## [EXERCISE DETAILS]
Revise the rows below so that each occurrence of "farthest from its outline" becomes "most distant from its edge", with everything else left unchanged.

-- BEGIN RECORDS FOR THE EXERCISE --

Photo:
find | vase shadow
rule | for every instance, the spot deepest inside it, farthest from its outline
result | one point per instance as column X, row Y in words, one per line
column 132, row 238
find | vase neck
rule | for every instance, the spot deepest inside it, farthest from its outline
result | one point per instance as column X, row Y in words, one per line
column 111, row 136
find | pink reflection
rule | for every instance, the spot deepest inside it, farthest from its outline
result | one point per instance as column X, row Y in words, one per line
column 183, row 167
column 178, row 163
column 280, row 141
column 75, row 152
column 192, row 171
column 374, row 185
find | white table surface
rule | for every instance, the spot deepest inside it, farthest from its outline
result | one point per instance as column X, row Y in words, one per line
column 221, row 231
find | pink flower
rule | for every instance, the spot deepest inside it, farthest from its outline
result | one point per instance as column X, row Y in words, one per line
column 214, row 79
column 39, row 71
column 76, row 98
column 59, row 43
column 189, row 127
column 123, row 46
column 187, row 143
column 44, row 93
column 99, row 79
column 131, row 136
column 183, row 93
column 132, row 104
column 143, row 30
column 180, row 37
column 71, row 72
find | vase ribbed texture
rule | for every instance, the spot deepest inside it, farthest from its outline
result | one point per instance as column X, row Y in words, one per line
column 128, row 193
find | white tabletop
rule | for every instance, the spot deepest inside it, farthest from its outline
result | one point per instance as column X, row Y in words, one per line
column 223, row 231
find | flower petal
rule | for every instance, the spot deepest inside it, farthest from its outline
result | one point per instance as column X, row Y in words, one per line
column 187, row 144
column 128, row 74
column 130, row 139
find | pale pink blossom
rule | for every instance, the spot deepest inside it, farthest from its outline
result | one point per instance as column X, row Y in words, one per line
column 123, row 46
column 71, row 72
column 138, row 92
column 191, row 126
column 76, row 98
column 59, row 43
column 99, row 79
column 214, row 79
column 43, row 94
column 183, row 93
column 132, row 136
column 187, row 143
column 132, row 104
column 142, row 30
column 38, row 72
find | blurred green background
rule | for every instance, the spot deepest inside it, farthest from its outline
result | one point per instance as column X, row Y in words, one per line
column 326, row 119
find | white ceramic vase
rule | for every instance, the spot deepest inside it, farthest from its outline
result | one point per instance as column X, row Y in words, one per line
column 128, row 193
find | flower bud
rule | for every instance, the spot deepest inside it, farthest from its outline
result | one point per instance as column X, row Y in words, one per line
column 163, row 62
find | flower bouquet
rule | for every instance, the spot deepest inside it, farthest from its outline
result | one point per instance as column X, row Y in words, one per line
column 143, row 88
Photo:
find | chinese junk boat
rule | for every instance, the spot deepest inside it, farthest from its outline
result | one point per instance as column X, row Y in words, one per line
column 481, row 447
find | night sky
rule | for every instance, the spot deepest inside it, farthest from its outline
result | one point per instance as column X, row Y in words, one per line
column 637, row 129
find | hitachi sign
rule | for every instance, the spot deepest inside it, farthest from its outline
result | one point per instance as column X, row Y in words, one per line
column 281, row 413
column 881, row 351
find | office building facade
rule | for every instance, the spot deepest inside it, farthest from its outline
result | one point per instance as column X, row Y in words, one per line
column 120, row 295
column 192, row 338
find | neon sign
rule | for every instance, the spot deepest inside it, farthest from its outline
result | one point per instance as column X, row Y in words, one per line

-- END RECORDS FOR THE EXERCISE --

## [REPLY]
Photo:
find | vase shadow
rule | for every instance, the spot deepest inside it, most distant from its edge
result | one point per instance as column X, row Y in words, one per line
column 132, row 238
find | vase neck
rule | for every instance, the spot deepest inside it, most distant from its edge
result | one point per instance as column X, row Y in words, one per line
column 111, row 136
find | pink reflection
rule | for every instance, the spot deepest inside it, most distant from its edge
result | one point per instance as column X, row Y in words, one per line
column 183, row 167
column 178, row 163
column 280, row 141
column 75, row 152
column 192, row 171
column 374, row 185
find | white table surface
rule | for every instance, the spot deepest inside it, most distant from its edge
result | one point per instance as column X, row Y in words, one per line
column 221, row 231
find | pink flower
rule | for every instance, the spot deepest inside it, most distant from its edge
result | one point per instance as column X, row Y in words, one per line
column 214, row 79
column 39, row 71
column 76, row 98
column 59, row 43
column 189, row 127
column 123, row 46
column 187, row 143
column 44, row 93
column 99, row 79
column 131, row 136
column 183, row 93
column 132, row 104
column 143, row 30
column 180, row 37
column 71, row 72
find | vase ribbed texture
rule | for every instance, the spot deepest inside it, most distant from its edge
result | one point per instance as column X, row Y in words, one per line
column 128, row 193
find | white tabletop
rule | for every instance, the spot deepest inside it, most distant from its edge
result | one point per instance as column X, row Y in words, one per line
column 223, row 231
find | flower petal
rule | for every instance, the spot deepest inside it, most distant from its edge
result | one point per instance as column X, row Y in words, one per line
column 187, row 144
column 128, row 74
column 130, row 139
find | pale pink blossom
rule | for every instance, the spot deepest inside it, most distant from its edge
result | one point per instance as column X, row Y in words, one per line
column 123, row 46
column 71, row 72
column 138, row 92
column 191, row 126
column 76, row 98
column 59, row 43
column 99, row 79
column 214, row 79
column 43, row 94
column 183, row 93
column 132, row 136
column 187, row 143
column 132, row 104
column 142, row 30
column 38, row 72
find | blurred green background
rule | for every instance, the spot deepest inside it, most distant from its edge
result | one point per instance as column X, row Y in words, one per line
column 326, row 119
find | white ceramic vase
rule | for every instance, the spot deepest inside it, most distant from its edge
result | one point per instance as column X, row Y in words, one per line
column 128, row 193
find | flower bud
rule | for every instance, the spot deepest inside it, most distant from its edge
result | one point per instance as column X, row Y in words, one per line
column 163, row 62
find | flower bouquet
rule | for every instance, the spot deepest inside it, most distant from its edge
result | one point per instance as column X, row Y in words, one per line
column 143, row 88
Photo:
find | chinese junk boat
rule | for every instance, the spot deepest inside it, most distant from its edge
result | one point per instance as column X, row Y in words, one per line
column 481, row 447
find | night sky
rule | for every instance, the spot deepest inside it, most distant from its edge
result | one point per instance as column X, row Y in words, one per line
column 637, row 129
find | hitachi sign
rule | for every instance, the spot deepest inside it, most distant from its edge
result | one point per instance as column X, row Y in words, one per line
column 281, row 413
column 881, row 351
find | office building facade
rule | for every instance, the spot deepest inside it, most distant from its edge
result | one point per instance as column X, row Y in words, one per line
column 120, row 295
column 192, row 338
find | neon sign
rule | for every instance, the spot deepest inside it, most distant from its edge
result | one point per instance as column X, row Y in words, one per line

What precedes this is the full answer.